“This has been written to give you a tiny glimpse of our pain and suffering, but hopefully you will not, and should not, ever fully understand.

East Anglian Daily Times: Bunches of flowers and balloons in memory of Lauren Danks.Bunches of flowers and balloons in memory of Lauren Danks. (Image: Archant)

On the evening of November 10, 2016, my life dramatically changed forever.

I was at home with my wife Claire wondering when Lauren would be home, Lauren was on her first evening shift as senior beauty therapist at Center Parcs, Elveden.

We were expecting Lauren between 10.30pm-11pm, As the time drew past this we were concerned she may have run out of petrol, so after a few phone calls and text messages to Lauren to which she did not respond, I decided to go and look for her.

I entered the A11 at Red lodge heading towards Five Ways roundabout. I noticed an accident recovery truck with its amber lights flashing so I assumed it might be Lauren with a puncture being picked up! From out of nowhere I saw the blue lights of an ambulance and fire engine heading towards Lauren, as I drove further a police car overtook me,

I was starting to worry.

I arrived at the scene, I could see Lauren’s car upside down.

A fireman approached me and I asked if Lauren was in there and if she was ok, I was told to wait there, a policeman then approached me and asked who I was, I explained, and was asked to step back to my car.

Within another minute the police officer approached me and as I looked at his face I could sense that he was about to tell me something devastating,

I was told that Lauren had not survived. The feeling inside is one that you cannot explain, you cannot imagine the despair, the pain, the hurt. It is unbearable.

A police officer started to take me home as I was unable to drive. During the drive home Claire had called so I told her to wait at home,

Claire was distraught on the phone, but I could not comfort her or tell her anything, just to wait for me.

I stepped out of the car and went over to Claire, I held her hands and looked into her eyes and said Lauren has died, I knew whatever I was feeling inside would be intensified ten times within Claire.

Our main concern was being able to see our daughter.

As we were still in disbelief, it was arranged for us to visit Lauren who was at the West Suffolk Hospital.

No words really can exaggerate how you feel when we saw our beautiful Lauren lying there, battered, bruised, cold, still and lifeless.

Holding Lauren’s hand and then kissing her as we left, I could not believe she had died, I still feel the pain now.

Nights and days rolled in to one, there was very little sleep in our home. The sadness and emptiness was surreal, our daily routine was planned around visiting Lauren at the mortuary and nothing else mattered.

(Point-per-instance localization data)
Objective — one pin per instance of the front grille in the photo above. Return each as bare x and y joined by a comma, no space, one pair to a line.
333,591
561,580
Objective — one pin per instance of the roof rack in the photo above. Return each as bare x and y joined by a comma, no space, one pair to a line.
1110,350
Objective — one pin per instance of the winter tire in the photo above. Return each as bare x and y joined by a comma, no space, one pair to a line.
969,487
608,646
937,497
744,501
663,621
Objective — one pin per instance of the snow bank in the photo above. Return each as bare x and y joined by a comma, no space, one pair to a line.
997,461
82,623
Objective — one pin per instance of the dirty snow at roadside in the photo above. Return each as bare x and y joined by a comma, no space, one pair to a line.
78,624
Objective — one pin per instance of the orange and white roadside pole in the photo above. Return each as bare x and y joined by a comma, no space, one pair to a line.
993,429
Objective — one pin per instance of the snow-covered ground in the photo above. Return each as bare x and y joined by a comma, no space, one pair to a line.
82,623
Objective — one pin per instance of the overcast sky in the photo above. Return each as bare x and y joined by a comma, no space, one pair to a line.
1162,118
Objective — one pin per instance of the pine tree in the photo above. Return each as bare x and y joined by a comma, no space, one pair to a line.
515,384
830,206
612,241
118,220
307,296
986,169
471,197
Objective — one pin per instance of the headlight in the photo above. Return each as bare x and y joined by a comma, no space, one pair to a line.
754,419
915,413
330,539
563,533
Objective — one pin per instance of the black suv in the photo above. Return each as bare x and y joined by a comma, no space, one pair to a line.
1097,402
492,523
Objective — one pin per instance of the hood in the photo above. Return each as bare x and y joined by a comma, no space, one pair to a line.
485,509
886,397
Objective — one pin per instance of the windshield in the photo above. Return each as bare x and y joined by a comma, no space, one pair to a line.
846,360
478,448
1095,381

> _Problems to solve_
**A.** In the statement about Lauren Danks, what position was Lauren working in on her shift at Center Parcs, Elveden?
**B.** Pick up the statement about Lauren Danks after its last sentence and carry it on in the same first-person voice.

> _Answers to the problems_
**A.** She was working as senior beauty therapist.

**B.**
I could only blame myself for Lauren’s death, I could not protect her. If only I had done this, if only I had done that, why had we encouraged Lauren to work hard and to try her best at everything.

I helped Lauren to prepare for her interview, I remember the day Lauren came home and tried to pretend that she had not got the position of senior beauty therapist, but the sparkle in her eyes and beaming from ear to ear was a slight giveaway,

Lauren was absolutely chuffed. If only I had not helped her she might not have been promoted, she might not have been on that road at that specific time. It’s my fault.

Lauren was brought home on the eve of her burial. My daughter was home for one last night.

Lauren’s coffin was laid out in the room. We explained to the children this was nothing to be afraid of. It was our Lolly spending one last night and it was time to talk to her and say goodbye until we see her in heaven again.

Our friends and family have rallied around.

They took the boys to school for the first six weeks, they made us meals and generally helped us out with day-to-day tasks and being there for emotional support. After Christmas I started taking the boys to school and all their different clubs that they belong to.

I have not only had to cope with this, but to also witness the destruction this has had on my family as individuals and as a family as a whole.

My wife is in despair, struggling to live a normal life.

You can only imagine what Lauren would say. Of the life she has lost, the time that no longer exists, no more experiences, no more special moments with her mother, no more being with her family, no more holding hands with her brothers or her own children, no moment of walking down the aisle with her father to be wed to a man of her dreams, no more dreams at all, no life, just gone out of existence. It’s so cruel.”